◆ **Work to do**:
Copy word for word the stretch of the sermon that starts at the words "Jesus tells a" and ends at the words "in Jesus’ story.".

Episcopal Church of the Messiah

Worship Service Sermons


Proper 21C,  September 30, 2007

 The Reverend Canon Brad Karelius


A Heart to See and Feel

Last Sunday a Santa Ana woman was deported.

Last Sunday Maria Rosario Ruiz was deported.

Last Sunday Maria Rosario Ruiz, a member of this church for 5 years, married here 2 years ago to her husband, Martine, an American Citizen, mother to a six month old son, came up at the birthday blessing time and told us that she received a letter from INS and had to report to LA by 2pm, to be taken to Laredo Texas and then to Juarez Mexico, 1500 miles from her home in Mexico.

Last Sunday a woman was deported.

I ask you to pay attention to where your mind and heart are right now as I share this news with you? What are your honest thoughts and feelings?

Jesus tells a story in the gospel today about a rich man (Dives) and a poor man Lazarus. A story with sharp contrasts. Rich man Dives lives in extravagant luxury. Poor Lazarus struggles in utter destitution. Apparently Lazarus lived at the front door at the rich man’s house. Did Dives ever leave by the front door? Did he have to step over Lazarus? Jesus describes Dives as emotionally numb to the presence of poor Lazarus.

Both men die in Jesus’ story.

The rich man goes to hell where he suffers in the fiery torments. He encounters Father Abraham, another rich man who was generous and hospitable to all.

Abraham reveals more contrasts.

He asks the rich man to remember how it was for him on earth: how he now is in torment and Lazarus is in comfort.

The rich man struggles for some relief and wants to save his family from these consequences. But he is stripped of hope. There is an eternal gulf between him and Lazarus and with the living that cannot be reversed.

Dives, the emotionally numb one should have repented before he died.

What is Jesus doing here? Predicting punishment for the unfeeling rich or trying to scare them?

Luke remembers this story and his target is the assumptions and attitudes of this world. He is saying that the way that the world works is not the way that God works.

I am remembering the early Protestants who wanted some assurance that they were among the elect predestined for heaven. John Calvin wrote that we can’t really be sure, but if you are successful in business and amass capital that could be a sign of God’s blessing. The inverse of this is that poverty is a spiritual problem: the poor people must have something wrong with them, because they are poor.

The culture we live in teaches us to compartmentalize our religious values from the rest of our life. OK here on Sunday, in God’s house, or reading a spiritual book, or praying, but the implications of Jesus’ instructions to us should not infiltrate our whole lives. Politics and economics are in the real world.

And yet prophets like Amos and Jesus do see religious faith as connecting all of our life together. The real energy of God strives to rearrange the goods of the earth so that all people on earth will share them.

One of Luke’s goals in his gospel and the Book of Acts was to encourage his rich parishioners to help the poor parishioners.

In this mornings’ readings Jesus and Amos are critical of the emotional numbness and lack of awareness of the rich.

◆ **Stored records**:

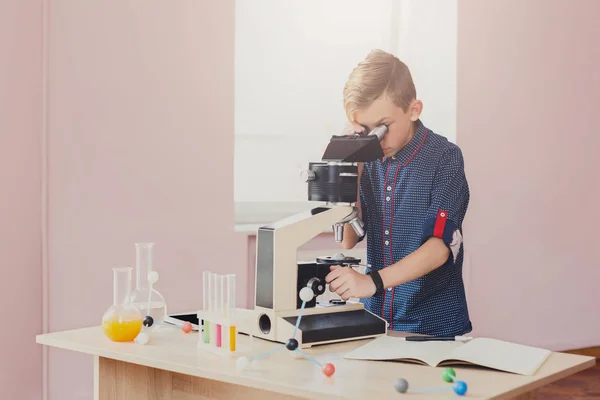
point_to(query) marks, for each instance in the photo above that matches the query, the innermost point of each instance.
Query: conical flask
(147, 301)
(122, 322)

---

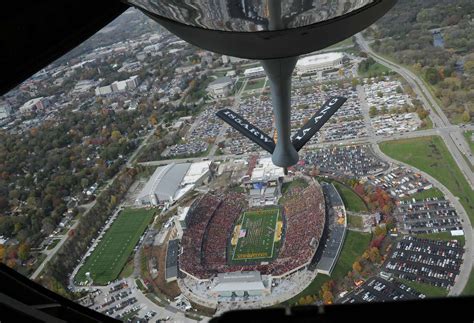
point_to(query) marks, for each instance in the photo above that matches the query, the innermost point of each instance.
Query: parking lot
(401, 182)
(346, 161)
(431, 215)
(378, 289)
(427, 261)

◆ **Final result**:
Jesus tells a story in the gospel today about a rich man (Dives) and a poor man Lazarus. A story with sharp contrasts. Rich man Dives lives in extravagant luxury. Poor Lazarus struggles in utter destitution. Apparently Lazarus lived at the front door at the rich man’s house. Did Dives ever leave by the front door? Did he have to step over Lazarus? Jesus describes Dives as emotionally numb to the presence of poor Lazarus.

Both men die in Jesus’ story.